Tuesday, May 23, 2006

Lad Lit's Beginning and End

Benjamin Kunkel's novel Indecision belongs to a burgeoning genre that Michael Kimmel, a sociology professor at SUNY Stony Brook, calls "lad lit," the disaffected male counterpart to "chick lit."

Kunkel is one of the editors of n+1magazine, which I've had a link to on the side of this website. [Elif Batuman's article "Babel in California" from the second issue was one of the most entertaining pieces of lit crit I've read in years.] Indecision is Kunkel's first novel.

Kimmel, in a nasty review in the Chronicle of Higher Education, writes:
"Kunkel's is the latest in a spate of books that have collectively been dubbed "lad lit," the male riposte to "chick lit" — that juggernaut spearheaded by Helen Fielding's Bridget Jones's Diary in 1996, which sold two million copies and spawned both a sequel and a companion book, two films, and countless imitators. Each of the recent lad novels is a sort of anti-bildungsroman, in which a sardonic, clever, unapologetic slacker refuses to grow up, get a meaningful job, commit to relationships, or find any meaning in life."
A friend of mine who works at Harper Collins noticed recently that all of the chick lit writers are really well-educated -- or at least educated at really good schools. We wondered at what it must take to write literary fiction. The same is apparently true of lad lit -- it's written by smarties (Kunkel went to Harvard), but it isn't high art either.

Michael Kimmel sarcastically summarizes the genre:
I may be 30, but I act 15. I am adrift in New York. I'm too clever by half for my own good. I live on puns and snide, sarcastic asides. I don't look too deeply into myself or anyone else — everyone else is boring or a phony anyway. I may be a New Yorker, but I am not in therapy. I have a boring job, for which I am overeducated and underqualified, but I lack the ambition to commit to a serious career. (Usually I have family money.) I hang out with my equally disconnected friends in many of the city's bars. I drink a lot, take recreational drugs, don't care about much except being clever. I recently broke up with my girlfriend, and while I am eager to have sex, which I do often given the zillions of available women in New York, the sex is not especially fulfilling, and emotions rarely enter the picture. I am deeply shallow. And I know it.

# Required work:
• 1. From the post about lad lit, write out the passage starting with "Kunkel is one" and going on through "Kunkel's first novel.".
• 2. In the post about lad lit, which book does Kimmel say spearheaded chick lit?
• 3. Carry the post about lad lit on from where it stops.

# Record set:
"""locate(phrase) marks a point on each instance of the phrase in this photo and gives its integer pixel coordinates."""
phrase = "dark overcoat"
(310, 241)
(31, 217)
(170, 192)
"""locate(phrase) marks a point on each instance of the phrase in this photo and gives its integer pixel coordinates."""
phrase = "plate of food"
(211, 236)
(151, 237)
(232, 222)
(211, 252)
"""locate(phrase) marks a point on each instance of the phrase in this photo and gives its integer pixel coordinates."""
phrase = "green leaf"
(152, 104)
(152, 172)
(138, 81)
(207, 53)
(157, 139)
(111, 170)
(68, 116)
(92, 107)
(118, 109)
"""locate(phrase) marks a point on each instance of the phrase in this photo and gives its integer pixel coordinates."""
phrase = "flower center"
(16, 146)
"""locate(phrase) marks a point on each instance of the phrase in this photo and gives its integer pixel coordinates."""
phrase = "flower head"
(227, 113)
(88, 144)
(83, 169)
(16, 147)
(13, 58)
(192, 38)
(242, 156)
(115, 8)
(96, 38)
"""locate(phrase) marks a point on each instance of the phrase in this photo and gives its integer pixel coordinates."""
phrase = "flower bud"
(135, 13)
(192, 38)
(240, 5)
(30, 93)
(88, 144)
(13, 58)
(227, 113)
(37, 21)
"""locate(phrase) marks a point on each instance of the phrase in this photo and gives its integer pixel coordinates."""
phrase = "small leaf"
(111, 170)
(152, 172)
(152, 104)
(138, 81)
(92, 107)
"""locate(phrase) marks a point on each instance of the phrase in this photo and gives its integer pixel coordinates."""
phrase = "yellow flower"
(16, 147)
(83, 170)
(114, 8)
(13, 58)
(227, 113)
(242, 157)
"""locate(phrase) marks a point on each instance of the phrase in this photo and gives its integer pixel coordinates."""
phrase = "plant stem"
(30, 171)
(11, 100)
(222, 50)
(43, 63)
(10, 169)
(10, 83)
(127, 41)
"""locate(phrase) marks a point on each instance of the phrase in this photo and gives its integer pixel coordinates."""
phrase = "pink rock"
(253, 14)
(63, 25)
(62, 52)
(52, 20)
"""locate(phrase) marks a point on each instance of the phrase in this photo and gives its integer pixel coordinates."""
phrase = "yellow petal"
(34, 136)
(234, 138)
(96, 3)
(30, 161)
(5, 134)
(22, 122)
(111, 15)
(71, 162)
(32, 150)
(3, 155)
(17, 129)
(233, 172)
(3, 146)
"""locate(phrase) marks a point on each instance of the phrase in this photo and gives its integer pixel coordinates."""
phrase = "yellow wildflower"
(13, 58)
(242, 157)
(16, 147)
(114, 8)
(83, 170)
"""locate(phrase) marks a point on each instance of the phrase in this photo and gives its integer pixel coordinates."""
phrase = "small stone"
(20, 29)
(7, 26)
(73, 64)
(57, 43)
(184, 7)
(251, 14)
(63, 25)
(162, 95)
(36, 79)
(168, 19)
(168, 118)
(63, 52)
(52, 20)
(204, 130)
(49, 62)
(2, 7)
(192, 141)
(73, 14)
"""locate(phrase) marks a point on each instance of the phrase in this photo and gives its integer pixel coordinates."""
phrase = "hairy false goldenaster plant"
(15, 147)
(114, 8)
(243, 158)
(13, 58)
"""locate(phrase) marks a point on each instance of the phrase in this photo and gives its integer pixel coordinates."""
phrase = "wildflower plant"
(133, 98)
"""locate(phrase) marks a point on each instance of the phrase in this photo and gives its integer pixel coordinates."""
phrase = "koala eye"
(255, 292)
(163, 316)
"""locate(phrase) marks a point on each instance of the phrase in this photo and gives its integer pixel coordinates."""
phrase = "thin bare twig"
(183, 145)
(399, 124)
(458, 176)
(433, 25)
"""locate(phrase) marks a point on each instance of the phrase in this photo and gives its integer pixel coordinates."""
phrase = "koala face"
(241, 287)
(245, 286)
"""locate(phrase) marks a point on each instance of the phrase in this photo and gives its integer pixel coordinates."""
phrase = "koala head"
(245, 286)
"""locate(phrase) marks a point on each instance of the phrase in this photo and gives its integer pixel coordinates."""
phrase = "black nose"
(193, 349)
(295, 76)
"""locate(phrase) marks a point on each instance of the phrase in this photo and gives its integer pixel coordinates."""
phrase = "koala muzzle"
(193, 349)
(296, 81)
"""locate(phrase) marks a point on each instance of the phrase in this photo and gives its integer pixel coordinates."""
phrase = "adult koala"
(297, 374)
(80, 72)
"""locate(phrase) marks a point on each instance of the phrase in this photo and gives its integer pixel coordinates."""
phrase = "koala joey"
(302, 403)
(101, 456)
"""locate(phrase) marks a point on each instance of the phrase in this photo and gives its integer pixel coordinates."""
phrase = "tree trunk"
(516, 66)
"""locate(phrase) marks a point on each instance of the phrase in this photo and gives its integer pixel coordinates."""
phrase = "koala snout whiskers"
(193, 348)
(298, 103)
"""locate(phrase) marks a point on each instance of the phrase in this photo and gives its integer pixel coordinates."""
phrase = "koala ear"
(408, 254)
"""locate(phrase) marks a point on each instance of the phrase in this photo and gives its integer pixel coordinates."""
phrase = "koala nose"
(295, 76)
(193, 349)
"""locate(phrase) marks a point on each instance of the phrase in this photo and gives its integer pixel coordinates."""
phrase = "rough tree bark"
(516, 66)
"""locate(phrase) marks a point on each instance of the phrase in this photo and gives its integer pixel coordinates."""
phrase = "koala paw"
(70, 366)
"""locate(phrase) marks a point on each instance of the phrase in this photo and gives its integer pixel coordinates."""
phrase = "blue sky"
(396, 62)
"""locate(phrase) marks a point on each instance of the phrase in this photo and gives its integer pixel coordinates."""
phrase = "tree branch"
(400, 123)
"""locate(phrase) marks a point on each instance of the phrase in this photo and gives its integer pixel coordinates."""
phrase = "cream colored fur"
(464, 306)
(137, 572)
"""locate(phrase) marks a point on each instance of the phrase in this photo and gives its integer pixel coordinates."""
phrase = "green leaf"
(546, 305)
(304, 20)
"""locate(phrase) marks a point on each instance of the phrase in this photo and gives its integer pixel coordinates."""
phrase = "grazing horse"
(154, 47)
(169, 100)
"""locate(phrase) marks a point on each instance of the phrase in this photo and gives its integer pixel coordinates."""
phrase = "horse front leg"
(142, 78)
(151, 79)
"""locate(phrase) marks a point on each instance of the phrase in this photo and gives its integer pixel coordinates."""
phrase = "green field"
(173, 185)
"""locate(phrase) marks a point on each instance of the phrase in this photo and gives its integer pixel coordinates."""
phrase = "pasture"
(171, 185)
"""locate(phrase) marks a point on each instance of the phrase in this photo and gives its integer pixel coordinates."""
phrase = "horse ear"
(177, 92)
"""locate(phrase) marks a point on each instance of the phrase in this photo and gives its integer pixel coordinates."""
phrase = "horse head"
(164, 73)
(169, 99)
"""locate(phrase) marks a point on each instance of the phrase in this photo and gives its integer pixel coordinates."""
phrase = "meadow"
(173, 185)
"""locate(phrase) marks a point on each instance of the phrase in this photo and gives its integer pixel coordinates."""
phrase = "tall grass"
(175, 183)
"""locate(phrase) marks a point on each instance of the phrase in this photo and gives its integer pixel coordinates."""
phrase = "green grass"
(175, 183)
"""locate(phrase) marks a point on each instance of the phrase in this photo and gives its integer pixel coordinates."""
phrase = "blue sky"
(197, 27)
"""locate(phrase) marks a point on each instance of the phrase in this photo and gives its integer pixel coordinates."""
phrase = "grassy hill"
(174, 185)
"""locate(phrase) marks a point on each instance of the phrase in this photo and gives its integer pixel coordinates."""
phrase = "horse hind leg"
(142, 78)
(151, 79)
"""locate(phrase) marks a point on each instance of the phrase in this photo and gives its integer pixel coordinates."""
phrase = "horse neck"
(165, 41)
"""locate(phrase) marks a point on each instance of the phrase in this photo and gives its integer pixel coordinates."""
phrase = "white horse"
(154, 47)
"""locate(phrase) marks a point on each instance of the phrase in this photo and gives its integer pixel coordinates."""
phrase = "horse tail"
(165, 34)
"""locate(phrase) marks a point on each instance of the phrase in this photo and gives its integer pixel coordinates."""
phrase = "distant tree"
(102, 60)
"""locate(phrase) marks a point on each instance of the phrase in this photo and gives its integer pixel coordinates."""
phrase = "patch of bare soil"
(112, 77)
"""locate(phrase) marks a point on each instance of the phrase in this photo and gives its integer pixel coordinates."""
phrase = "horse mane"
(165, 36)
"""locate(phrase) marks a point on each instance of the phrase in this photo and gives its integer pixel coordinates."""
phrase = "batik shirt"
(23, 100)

# Answer section:
• 1.
Kunkel is one of the editors of n+1magazine, which I've had a link to on the side of this website. [Elif Batuman's article "Babel in California" from the second issue was one of the most entertaining pieces of lit crit I've read in years.] Indecision is Kunkel's first novel.

• 2. Helen Fielding's Bridget Jones's Diary, from 1996.

• 3.
Oh, and then something happens. I go on a journey, get inside the media machinery, sort-of fall for a new girl. Or 9/11 happens, but that doesn't really affect me much either. And though I might now mouth some bland platitudes about change, anyone can see that I'm still the same guy I was before. Only different. But not really.
Ouch! Some of that sounds a little too close to home! Some of it.

Kimmel's conclusion: "Women won't read these books unless there is some hope of redemption, some effort these guys make to change. And men won't read them because, well, real men don't read."

Mine: I plan on reading Indecision as soon as my booze 'n whores bender subsides.

UPDATE: I bought a copy of Indecision. Snide remarks forthcoming.

1 Comments:

Blogger The Masticator said...

That's true! I tried to justify his girlfriend-to-dog comparo by thinking about how much I love dogs. I'm a prologue + one chapter into the book and I hate it. The voice is grating. Can't stand the character. I plan on finishing it so I can write a review of it. Trying to keep an open mind.